WHAT THIS TASK INVOLVES —
In the patent extract on the non-dulling slitter, what major problem do the cited prior patents address?

EXTRACT —
▬▬▬▬▬▬
Patent Publication Number: US-4548117-A

Title: Non-dulling slitter

Description:
BACKGROUND OF THE INVENTION 
     1. Field of the Invention 
     This invention relates in general to the art of shearing continuously running web material such as paper, and is more particularly concerned with rotary slitter apparatus wherein cooperating slitter elements often refer to as a slitter and a slitter band slit the web as the web travels longitudinally through the slitter. 
     2. Description of Prior Art 
     Slitters of the kind with which the present invention is concerned are well represented in U.S. Pat. Nos. 3,122,958; 3,459,086 3,682,023, the disclosures of which to any extent necessary are incorporated herein by reference, and in particular as to advantageous orientations of the cooperating rotary slitter members. A major problem that these patents have addressed has been the attainment of clean severance with minimum dust generation and clean non-frayed edges on the slit web. In addition, these patents present various schemes for improving the wearing qualities of the cooperating slitting edges of the rotating slitter elements.
▬▬▬▬▬▬
GIVEN RECORDS —
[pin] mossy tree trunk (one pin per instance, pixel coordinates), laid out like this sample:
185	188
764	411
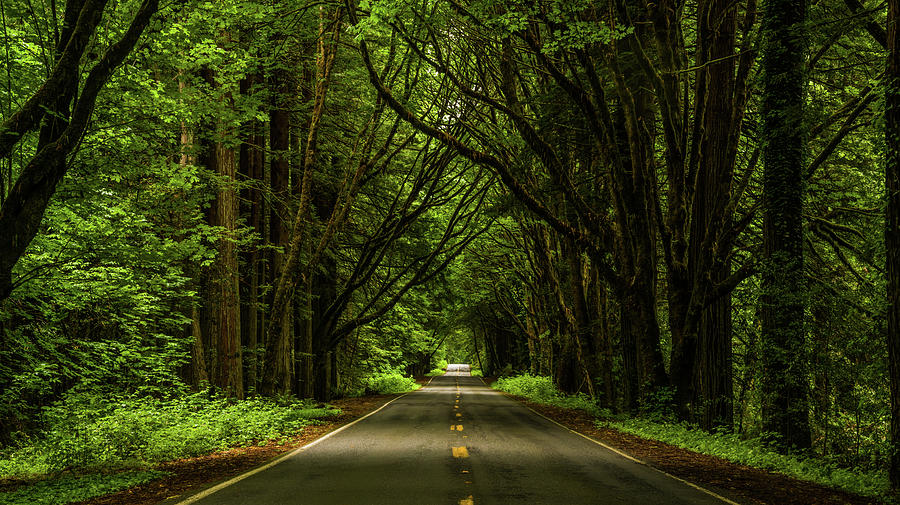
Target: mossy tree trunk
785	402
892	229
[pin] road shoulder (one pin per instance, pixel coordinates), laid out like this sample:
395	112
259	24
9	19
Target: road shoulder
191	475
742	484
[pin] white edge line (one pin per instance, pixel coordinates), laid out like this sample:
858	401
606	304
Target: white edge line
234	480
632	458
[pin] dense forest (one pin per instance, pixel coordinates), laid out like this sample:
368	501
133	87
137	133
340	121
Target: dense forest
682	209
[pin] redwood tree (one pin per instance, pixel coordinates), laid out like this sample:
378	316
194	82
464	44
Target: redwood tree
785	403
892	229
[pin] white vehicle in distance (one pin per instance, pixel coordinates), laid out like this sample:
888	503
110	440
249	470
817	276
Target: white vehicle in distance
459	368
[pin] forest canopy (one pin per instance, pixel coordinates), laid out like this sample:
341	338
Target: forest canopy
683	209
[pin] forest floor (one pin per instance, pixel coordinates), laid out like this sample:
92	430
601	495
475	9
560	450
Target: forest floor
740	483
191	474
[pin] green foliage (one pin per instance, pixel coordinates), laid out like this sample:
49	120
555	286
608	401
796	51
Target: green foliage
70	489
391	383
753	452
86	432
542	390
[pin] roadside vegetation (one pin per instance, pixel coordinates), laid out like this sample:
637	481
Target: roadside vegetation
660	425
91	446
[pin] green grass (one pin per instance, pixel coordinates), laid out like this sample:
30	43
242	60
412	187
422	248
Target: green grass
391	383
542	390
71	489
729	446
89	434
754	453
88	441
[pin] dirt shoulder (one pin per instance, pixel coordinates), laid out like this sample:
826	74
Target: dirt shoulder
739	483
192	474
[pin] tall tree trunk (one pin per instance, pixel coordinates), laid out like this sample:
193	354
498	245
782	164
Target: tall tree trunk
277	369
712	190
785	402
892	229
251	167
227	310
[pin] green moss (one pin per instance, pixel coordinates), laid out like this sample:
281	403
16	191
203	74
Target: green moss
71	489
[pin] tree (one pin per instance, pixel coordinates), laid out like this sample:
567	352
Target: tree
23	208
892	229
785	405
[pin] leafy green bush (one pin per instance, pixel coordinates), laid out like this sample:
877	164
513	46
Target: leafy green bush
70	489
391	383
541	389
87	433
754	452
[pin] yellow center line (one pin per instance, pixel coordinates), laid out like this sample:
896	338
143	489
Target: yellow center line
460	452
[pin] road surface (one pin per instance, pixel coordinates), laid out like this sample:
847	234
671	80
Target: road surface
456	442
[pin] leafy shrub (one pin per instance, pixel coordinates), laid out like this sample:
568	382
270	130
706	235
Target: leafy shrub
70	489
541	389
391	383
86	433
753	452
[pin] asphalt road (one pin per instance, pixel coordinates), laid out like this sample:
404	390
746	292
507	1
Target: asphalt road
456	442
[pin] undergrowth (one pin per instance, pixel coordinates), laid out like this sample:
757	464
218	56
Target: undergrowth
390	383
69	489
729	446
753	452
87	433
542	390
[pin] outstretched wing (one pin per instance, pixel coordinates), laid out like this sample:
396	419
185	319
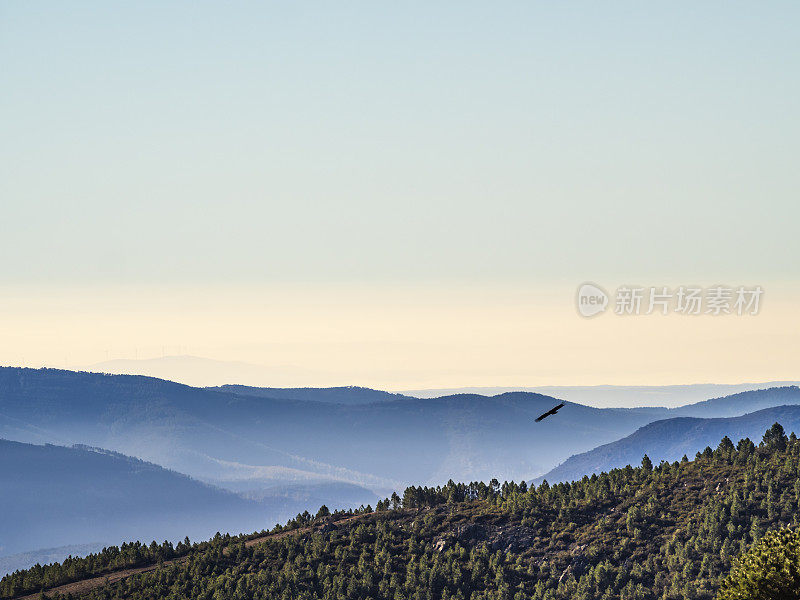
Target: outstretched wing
▬▬▬▬▬▬
FINISHED EXERCISE —
Achieving clean severance with minimum dust generation and clean, non-frayed edges on the slit web.